* **Exercise brief**:
Print every one of the following items verbatim, leaving out the pictures.
※ ※ ※
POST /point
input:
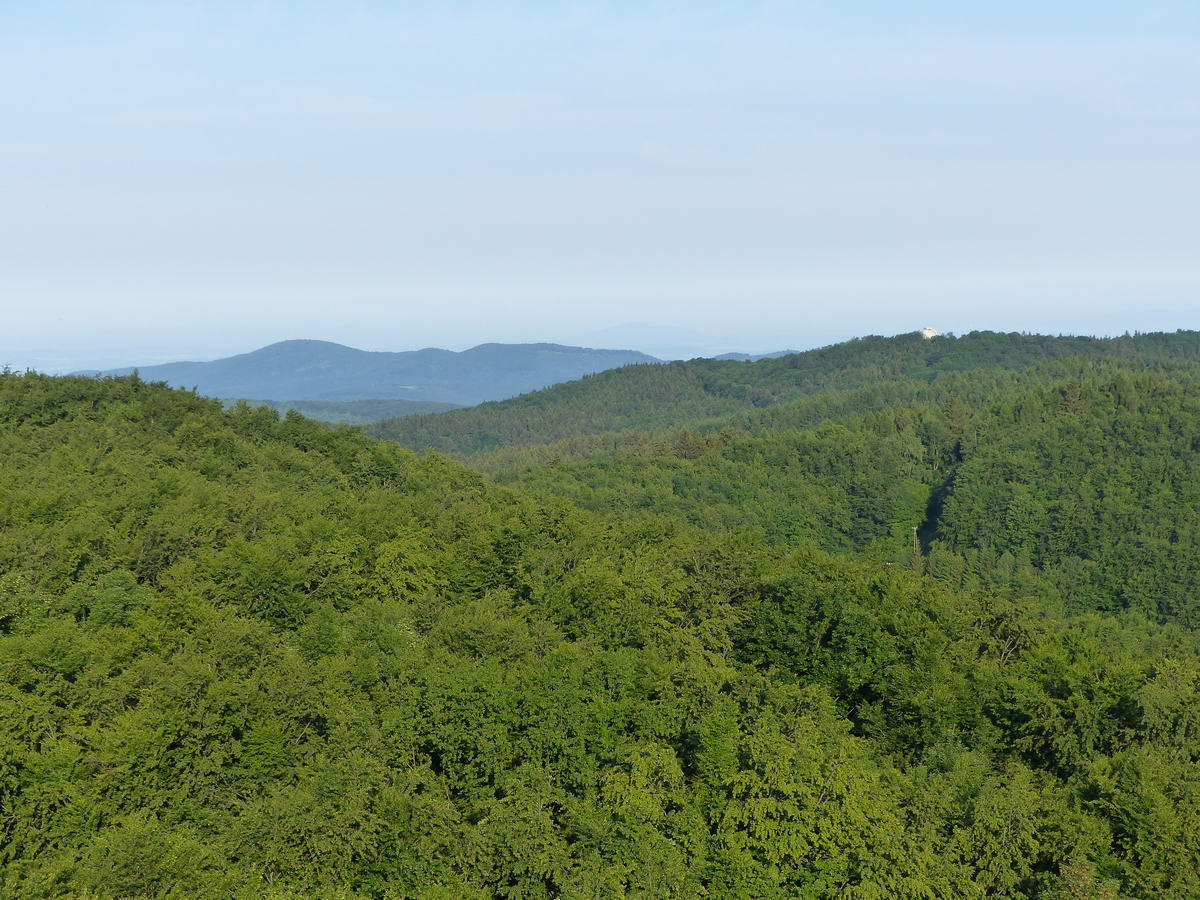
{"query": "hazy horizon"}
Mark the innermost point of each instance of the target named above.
(195, 181)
※ ※ ※
* **Exercise result**:
POST /point
input:
{"query": "hazy horizon"}
Mark the innermost point of each instance of the target named above.
(195, 181)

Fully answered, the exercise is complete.